● Data
-- begin --

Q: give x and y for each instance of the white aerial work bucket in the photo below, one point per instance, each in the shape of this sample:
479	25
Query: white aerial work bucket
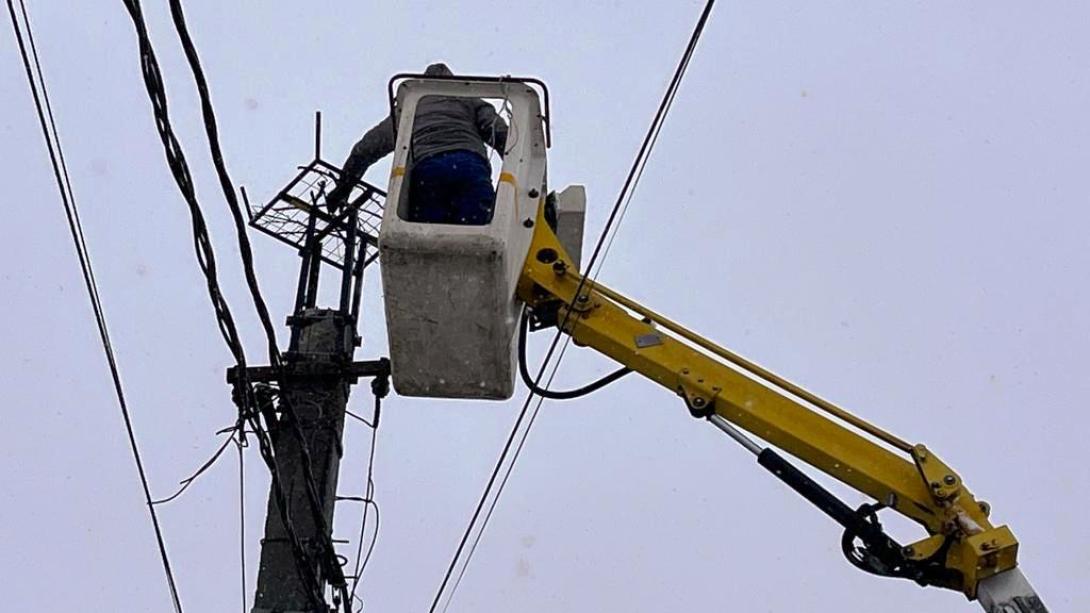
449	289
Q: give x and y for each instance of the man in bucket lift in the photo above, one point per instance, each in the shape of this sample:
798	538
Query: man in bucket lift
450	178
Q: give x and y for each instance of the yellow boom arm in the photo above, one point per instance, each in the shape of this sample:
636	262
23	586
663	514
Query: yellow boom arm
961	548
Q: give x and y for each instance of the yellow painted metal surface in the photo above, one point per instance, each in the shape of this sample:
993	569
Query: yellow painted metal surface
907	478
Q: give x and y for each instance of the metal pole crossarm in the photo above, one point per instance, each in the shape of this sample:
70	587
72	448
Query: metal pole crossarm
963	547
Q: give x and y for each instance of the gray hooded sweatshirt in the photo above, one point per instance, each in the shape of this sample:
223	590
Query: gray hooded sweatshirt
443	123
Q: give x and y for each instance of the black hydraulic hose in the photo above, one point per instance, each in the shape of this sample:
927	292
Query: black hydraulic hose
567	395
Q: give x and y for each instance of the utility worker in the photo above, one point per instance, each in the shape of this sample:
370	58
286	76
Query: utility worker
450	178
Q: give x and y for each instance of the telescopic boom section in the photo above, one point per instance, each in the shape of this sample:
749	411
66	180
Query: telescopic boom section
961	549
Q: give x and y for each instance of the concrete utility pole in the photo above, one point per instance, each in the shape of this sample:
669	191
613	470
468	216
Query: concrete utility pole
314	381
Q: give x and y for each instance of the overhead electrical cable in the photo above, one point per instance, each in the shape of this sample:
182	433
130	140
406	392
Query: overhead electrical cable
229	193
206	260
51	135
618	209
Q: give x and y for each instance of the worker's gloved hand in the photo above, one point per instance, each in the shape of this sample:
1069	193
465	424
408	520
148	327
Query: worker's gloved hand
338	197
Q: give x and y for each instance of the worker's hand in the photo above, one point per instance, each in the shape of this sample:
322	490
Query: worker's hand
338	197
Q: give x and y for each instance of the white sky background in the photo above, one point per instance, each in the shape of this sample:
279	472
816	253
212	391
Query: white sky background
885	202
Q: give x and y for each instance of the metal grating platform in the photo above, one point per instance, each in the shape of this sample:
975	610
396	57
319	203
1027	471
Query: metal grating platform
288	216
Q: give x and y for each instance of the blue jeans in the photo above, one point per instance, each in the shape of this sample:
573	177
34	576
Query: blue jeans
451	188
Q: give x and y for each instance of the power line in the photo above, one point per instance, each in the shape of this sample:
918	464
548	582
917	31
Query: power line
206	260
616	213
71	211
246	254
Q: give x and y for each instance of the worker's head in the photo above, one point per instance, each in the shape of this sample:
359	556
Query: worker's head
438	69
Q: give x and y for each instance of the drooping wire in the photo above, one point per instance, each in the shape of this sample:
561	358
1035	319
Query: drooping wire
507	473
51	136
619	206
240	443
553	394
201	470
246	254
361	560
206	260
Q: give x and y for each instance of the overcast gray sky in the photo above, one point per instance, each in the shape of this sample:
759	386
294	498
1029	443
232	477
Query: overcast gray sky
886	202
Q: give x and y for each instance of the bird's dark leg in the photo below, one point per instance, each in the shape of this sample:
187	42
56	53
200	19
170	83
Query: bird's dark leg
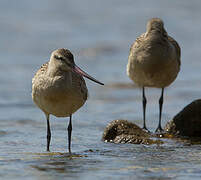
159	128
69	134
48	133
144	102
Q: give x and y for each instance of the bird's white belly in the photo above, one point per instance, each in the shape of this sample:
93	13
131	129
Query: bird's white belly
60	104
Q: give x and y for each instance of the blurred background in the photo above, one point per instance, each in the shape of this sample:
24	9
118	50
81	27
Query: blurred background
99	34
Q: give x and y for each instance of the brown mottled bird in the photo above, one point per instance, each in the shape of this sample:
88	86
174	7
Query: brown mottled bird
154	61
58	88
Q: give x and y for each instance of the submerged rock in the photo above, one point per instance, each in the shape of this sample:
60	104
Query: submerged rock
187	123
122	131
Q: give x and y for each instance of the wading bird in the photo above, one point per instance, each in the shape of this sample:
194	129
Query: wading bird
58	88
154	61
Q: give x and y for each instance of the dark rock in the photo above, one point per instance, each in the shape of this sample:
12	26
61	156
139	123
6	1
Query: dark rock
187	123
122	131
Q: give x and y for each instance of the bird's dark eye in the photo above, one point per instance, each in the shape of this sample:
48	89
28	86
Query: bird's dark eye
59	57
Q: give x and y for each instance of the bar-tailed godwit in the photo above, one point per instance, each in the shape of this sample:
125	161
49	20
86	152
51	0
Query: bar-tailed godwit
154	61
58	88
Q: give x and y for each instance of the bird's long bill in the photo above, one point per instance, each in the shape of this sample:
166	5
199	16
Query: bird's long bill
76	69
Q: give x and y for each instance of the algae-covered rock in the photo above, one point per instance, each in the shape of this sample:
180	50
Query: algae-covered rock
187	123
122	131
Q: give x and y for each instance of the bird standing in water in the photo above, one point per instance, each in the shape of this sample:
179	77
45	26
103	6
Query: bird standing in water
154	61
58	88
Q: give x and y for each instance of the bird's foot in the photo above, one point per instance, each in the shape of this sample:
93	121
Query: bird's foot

-- end --
-- begin --

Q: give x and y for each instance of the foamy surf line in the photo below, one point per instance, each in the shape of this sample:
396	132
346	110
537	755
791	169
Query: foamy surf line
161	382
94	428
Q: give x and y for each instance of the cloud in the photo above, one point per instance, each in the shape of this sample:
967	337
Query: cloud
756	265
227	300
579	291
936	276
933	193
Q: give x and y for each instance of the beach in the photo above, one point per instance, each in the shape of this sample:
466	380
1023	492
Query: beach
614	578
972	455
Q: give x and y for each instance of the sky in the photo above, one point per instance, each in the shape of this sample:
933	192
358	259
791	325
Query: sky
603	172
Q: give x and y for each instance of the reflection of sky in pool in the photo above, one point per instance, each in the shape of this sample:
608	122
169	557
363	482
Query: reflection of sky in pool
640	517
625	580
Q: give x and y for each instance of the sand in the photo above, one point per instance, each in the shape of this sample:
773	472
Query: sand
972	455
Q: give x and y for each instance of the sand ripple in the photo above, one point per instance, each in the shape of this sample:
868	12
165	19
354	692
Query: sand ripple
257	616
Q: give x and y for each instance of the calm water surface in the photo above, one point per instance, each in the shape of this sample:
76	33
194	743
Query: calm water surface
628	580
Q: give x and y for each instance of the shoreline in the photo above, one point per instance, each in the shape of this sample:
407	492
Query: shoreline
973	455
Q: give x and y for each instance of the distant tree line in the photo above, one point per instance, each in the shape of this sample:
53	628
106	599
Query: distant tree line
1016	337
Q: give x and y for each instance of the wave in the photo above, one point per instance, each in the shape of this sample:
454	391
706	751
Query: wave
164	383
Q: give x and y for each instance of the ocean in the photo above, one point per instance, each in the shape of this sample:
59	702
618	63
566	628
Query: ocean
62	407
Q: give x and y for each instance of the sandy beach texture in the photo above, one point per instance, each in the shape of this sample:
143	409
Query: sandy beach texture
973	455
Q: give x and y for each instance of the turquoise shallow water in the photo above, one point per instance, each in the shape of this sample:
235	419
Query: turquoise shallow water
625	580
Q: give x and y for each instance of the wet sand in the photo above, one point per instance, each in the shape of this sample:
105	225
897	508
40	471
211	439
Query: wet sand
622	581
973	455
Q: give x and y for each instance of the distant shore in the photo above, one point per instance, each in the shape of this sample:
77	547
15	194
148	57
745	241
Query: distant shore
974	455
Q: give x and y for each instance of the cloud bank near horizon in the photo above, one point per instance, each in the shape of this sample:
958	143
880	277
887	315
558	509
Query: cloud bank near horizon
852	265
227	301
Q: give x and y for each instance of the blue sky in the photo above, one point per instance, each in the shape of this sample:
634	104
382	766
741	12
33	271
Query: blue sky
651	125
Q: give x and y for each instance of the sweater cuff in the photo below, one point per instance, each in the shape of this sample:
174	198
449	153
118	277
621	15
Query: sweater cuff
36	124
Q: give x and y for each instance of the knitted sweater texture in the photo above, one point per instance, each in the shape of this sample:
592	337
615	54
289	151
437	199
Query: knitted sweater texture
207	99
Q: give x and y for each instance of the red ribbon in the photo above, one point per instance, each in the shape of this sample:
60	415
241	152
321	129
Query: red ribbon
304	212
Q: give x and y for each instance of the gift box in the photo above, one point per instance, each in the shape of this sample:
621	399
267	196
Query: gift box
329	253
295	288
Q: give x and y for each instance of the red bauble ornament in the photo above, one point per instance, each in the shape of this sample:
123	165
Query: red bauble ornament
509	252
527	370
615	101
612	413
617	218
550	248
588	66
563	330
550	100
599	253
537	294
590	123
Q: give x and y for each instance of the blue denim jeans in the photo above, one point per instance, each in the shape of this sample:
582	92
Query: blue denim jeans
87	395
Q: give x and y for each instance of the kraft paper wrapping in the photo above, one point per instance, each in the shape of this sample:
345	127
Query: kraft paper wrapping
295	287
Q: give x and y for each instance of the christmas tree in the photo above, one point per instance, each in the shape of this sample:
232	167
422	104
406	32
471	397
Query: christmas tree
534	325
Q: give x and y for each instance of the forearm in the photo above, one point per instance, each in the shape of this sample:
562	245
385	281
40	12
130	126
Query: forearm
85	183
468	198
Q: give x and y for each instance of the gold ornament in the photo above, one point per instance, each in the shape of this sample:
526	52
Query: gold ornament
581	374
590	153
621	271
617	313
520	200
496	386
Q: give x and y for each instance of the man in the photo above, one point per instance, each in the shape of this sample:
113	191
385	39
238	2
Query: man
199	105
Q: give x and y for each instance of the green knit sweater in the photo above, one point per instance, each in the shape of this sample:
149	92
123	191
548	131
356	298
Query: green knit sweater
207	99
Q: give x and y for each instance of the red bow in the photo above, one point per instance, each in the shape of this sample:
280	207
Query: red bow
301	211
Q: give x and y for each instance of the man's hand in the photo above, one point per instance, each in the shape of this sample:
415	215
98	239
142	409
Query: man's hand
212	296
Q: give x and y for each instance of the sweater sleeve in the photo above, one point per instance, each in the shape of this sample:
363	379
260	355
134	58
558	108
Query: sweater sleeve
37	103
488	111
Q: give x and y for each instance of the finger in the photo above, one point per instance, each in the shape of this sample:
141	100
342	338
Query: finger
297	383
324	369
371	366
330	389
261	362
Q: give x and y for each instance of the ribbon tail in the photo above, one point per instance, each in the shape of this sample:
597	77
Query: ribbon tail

-- end --
-- begin --

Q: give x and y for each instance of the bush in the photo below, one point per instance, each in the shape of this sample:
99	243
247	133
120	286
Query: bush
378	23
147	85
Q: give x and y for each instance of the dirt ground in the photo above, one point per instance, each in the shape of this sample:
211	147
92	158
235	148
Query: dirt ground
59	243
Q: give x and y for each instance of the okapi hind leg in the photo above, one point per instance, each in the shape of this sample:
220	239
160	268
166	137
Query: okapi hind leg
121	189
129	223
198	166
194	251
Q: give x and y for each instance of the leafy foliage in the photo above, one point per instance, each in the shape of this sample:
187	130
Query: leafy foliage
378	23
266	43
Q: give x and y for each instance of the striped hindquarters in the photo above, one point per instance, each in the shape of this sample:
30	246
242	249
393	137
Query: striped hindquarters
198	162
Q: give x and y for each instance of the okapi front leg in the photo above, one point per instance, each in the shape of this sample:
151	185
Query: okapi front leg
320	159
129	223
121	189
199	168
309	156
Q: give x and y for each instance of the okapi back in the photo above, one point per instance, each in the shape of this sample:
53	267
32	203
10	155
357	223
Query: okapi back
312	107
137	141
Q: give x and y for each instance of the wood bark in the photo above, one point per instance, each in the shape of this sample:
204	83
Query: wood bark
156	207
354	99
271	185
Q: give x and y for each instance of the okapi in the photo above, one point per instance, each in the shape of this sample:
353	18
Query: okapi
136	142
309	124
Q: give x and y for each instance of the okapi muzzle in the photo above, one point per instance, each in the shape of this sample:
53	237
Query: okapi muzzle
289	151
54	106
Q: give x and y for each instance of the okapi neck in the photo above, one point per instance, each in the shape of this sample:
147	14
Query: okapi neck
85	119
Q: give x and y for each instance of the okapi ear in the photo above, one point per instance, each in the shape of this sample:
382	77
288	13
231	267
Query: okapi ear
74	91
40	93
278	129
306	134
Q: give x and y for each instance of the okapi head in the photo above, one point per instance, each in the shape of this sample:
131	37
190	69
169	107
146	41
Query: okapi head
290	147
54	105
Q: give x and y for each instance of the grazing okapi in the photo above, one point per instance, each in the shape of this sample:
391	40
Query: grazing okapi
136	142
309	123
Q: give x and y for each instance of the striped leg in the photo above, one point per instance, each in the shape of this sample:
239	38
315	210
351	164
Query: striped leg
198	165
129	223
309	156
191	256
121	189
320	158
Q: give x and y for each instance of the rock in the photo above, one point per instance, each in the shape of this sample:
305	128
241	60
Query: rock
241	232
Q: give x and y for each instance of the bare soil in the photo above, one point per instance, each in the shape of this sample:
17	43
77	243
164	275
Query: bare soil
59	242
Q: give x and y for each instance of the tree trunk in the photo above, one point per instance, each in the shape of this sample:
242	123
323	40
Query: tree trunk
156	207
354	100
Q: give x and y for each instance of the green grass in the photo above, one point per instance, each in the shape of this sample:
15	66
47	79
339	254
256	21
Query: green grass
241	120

-- end --

● Goal
Find every line in the entries above that contains the string "white" and copy each of those lines in full. Case counts.

● Exercise solution
Q: give x and y for each instance of the white aerial work bucket in the photo below, one point per instance, each in the shape of this sample:
Query: white aerial work bucket
Q: give x and y for each instance of the white sky background in the photo above, one point per instance, each in the shape of this sample:
Query: white sky background
Q: give x and y for each instance of the bird's white belly in the photo above, one point per instance, each in the shape of this sample:
Query: bird's white belly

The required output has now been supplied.